» **The problem**
Without the pictures, copy all the entries below exactly.

» **Listed records**
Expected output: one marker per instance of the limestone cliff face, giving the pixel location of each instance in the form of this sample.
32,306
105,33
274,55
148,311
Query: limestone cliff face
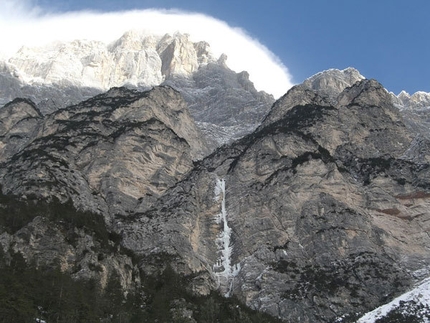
107,154
327,206
224,103
319,214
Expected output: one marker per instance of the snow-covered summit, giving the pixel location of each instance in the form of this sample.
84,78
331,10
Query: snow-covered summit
332,82
418,101
136,59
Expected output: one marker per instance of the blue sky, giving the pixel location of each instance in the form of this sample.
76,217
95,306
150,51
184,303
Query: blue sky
385,40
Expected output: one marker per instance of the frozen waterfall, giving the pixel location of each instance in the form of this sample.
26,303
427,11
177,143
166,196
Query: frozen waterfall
224,270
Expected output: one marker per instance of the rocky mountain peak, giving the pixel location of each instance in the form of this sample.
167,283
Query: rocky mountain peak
332,82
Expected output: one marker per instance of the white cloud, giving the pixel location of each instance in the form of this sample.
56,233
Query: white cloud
22,23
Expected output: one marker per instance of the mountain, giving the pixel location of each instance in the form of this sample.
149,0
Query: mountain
315,210
224,103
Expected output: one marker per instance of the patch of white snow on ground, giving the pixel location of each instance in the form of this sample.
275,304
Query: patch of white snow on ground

» **Exercise solution**
Expected output: one marker per instance of the limestone cliff face, giving the pixel location of each instance in the form of this sample.
32,306
105,33
274,55
148,311
Query: limestone cliff face
107,154
327,206
224,103
319,214
Expected output: one marker per instance of the snow-covered summit, giving the pixel location of each instance in the form of this sample.
84,78
331,10
Query: snow-covered summit
332,82
418,101
136,59
Expected output: one marker per instance of the blue sky, giving the pixel location of each instance in the form of this sample.
76,217
95,306
150,51
184,303
Query: blue sky
385,40
Expected output: one marker per instance of the frozen waterfall, giving the pixel location of each instance in the form of this sample.
26,303
427,11
177,143
166,196
Query: frozen waterfall
224,270
Expected output: one marker per instance of the rocky mountain peak, giving the pixel location of each instance in the form of this sample.
167,283
Query: rocky mountain peak
332,82
Expected output: one marker per instance of the white cloud, giving the pixel location of each instance in the form of this sample.
56,233
Query: white cloud
22,23
Expected output: one marker per instance of the mountain, giving the pixel location of each instance in the form of this sample.
149,0
Query: mountain
315,210
224,103
Expected output: one marker per instance of the patch of white snow on ground, giving the pixel location of each instance in the form of this sample.
275,304
Query: patch of white snow on ground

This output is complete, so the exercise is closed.